— TASK TO CARRY OUT —
List every line of the data below that contains the word "black".

— SUPPLIED INFORMATION —
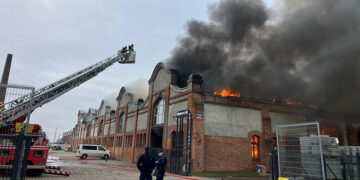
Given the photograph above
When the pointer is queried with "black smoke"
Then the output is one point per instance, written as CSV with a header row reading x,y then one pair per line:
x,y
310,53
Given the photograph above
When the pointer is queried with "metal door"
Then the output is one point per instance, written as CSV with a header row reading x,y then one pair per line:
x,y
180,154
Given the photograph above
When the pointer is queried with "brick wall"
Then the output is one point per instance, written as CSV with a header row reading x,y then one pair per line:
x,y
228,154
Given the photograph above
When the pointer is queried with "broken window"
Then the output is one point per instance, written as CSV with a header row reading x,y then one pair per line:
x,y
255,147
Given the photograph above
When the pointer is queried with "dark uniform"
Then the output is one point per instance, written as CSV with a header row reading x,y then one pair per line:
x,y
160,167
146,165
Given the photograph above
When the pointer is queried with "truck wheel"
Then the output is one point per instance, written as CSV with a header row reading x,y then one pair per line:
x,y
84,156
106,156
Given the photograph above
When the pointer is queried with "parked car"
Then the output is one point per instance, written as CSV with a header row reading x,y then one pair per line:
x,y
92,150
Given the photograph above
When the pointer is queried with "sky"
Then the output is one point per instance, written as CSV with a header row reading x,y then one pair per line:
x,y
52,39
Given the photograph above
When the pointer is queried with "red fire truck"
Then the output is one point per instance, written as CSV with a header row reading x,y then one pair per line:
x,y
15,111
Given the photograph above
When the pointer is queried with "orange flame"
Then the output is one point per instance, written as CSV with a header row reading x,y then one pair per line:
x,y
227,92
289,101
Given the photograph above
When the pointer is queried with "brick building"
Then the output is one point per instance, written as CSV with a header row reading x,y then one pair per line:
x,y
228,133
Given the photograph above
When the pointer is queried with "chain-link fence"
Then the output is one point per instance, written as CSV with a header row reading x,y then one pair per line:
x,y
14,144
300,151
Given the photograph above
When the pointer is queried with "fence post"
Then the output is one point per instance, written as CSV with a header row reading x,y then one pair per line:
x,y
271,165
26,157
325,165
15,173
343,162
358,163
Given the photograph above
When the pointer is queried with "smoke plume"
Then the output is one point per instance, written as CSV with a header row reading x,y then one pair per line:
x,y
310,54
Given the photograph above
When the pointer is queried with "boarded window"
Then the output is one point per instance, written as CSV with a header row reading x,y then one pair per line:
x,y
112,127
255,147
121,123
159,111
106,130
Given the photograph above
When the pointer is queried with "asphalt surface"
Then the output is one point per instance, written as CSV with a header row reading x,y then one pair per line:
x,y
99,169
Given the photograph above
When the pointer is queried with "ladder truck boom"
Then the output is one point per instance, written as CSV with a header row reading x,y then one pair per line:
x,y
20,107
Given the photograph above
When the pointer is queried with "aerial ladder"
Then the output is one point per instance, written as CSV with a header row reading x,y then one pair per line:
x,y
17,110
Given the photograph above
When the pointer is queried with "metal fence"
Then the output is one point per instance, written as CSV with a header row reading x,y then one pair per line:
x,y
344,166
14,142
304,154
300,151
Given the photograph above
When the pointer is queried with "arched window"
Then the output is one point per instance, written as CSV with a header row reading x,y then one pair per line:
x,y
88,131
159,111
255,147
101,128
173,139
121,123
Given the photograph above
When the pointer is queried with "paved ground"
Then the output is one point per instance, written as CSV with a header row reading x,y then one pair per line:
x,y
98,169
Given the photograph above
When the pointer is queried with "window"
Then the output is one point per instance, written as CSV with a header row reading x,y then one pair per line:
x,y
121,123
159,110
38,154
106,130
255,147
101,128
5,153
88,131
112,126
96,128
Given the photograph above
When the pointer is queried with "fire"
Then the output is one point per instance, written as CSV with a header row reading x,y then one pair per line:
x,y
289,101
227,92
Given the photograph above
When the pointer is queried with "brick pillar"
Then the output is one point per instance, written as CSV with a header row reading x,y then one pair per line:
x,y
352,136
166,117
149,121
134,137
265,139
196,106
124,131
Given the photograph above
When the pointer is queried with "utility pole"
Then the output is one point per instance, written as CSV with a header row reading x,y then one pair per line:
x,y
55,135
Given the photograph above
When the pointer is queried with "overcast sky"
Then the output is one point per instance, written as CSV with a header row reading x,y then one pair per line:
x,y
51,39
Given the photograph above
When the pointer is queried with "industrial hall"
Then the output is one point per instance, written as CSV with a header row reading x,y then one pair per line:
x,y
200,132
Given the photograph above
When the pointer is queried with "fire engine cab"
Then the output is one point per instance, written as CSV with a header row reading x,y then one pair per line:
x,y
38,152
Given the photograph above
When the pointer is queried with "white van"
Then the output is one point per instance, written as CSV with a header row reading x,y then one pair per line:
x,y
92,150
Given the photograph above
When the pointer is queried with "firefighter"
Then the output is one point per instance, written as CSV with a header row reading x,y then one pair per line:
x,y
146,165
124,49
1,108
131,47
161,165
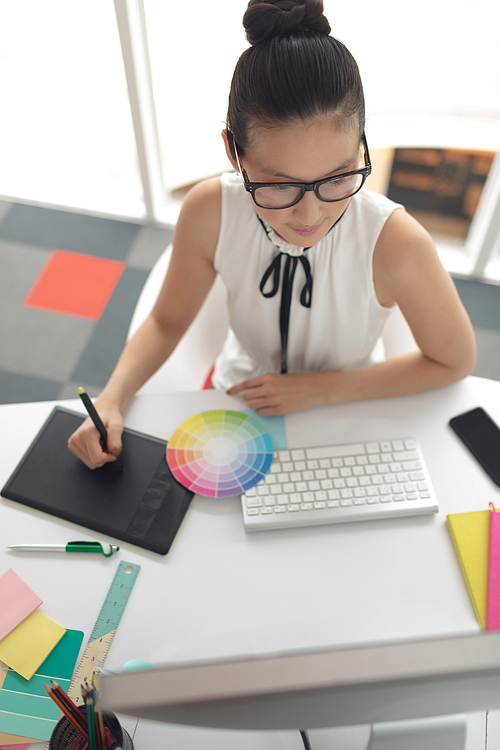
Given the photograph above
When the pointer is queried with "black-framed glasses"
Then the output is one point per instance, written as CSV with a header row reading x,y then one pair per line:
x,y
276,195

---

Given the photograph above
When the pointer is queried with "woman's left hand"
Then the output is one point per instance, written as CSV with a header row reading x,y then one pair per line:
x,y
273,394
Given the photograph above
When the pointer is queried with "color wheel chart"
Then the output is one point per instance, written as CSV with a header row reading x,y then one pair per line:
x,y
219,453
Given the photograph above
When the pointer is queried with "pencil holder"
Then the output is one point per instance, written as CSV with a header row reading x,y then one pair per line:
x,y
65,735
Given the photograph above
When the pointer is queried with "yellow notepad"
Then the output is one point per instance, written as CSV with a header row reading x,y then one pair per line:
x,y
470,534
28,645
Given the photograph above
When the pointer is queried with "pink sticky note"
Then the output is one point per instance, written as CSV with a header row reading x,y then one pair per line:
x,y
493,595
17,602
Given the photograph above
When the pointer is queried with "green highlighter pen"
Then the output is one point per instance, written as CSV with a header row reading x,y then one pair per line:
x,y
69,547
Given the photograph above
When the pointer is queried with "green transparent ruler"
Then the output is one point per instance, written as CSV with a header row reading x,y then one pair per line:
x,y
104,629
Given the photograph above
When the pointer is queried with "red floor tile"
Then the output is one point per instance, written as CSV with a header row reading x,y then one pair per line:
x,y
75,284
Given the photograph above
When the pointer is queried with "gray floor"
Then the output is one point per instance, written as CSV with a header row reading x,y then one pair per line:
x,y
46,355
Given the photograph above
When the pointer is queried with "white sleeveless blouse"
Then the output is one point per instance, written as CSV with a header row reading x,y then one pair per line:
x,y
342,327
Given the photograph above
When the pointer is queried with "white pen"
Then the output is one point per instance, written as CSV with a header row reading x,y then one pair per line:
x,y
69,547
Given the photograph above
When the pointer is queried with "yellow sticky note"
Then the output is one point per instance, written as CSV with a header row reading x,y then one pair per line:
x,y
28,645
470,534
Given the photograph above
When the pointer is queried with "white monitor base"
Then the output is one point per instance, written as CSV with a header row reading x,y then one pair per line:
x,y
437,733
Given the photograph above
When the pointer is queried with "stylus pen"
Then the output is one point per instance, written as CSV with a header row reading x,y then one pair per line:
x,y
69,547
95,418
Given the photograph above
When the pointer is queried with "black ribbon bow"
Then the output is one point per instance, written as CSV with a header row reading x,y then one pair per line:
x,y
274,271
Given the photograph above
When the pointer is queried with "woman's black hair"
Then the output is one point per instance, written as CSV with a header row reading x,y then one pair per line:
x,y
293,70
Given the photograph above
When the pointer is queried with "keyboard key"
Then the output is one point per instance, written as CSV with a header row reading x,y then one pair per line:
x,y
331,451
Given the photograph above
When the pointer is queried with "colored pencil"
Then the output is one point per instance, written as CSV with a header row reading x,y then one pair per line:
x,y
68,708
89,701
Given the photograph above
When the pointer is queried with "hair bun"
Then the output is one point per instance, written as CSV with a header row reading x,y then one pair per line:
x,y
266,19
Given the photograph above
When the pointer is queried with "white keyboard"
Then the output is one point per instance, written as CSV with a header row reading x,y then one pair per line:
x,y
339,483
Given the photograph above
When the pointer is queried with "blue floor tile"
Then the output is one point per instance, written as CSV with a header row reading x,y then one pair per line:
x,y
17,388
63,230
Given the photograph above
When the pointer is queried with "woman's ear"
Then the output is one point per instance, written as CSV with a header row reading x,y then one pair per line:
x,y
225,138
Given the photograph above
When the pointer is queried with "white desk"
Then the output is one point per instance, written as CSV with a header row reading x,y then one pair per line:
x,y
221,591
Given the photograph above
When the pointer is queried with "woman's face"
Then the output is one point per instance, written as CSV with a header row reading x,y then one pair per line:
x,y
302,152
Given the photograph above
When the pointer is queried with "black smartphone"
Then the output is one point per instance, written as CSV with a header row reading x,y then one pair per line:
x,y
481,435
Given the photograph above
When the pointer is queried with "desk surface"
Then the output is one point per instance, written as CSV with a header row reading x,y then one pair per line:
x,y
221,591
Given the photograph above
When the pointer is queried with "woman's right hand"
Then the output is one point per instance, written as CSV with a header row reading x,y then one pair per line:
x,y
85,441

...

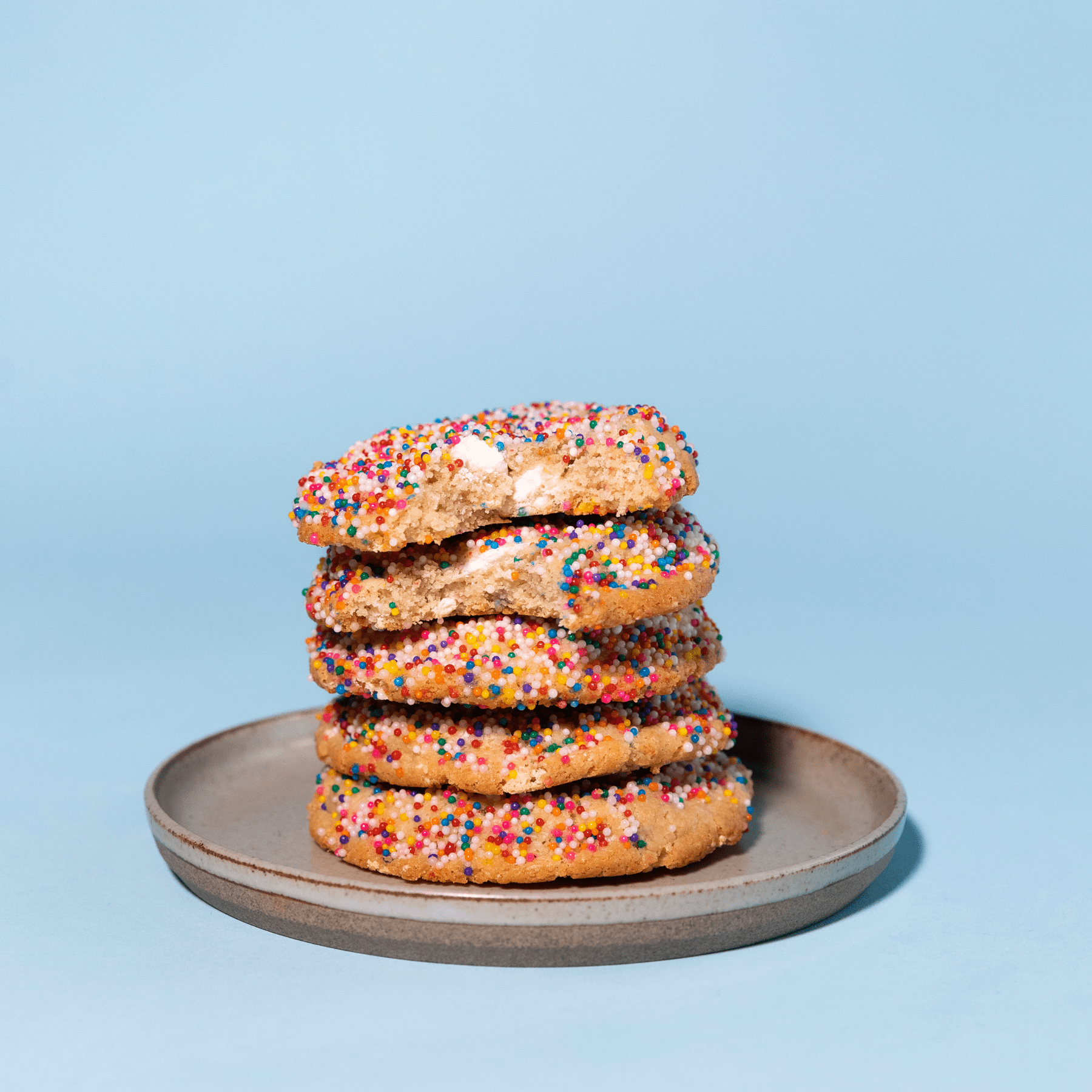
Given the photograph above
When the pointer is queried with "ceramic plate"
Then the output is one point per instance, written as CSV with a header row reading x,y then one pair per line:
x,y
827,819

— RESPONSE TO THE EXERCISE —
When the pointer is queried with "black smoke"
When the pointer is queried with "black-framed glasses"
When the pointer is queried with "black ribbon bow"
When the pointer is queried with "woman's black hair"
When the pointer is queried with "black smartphone"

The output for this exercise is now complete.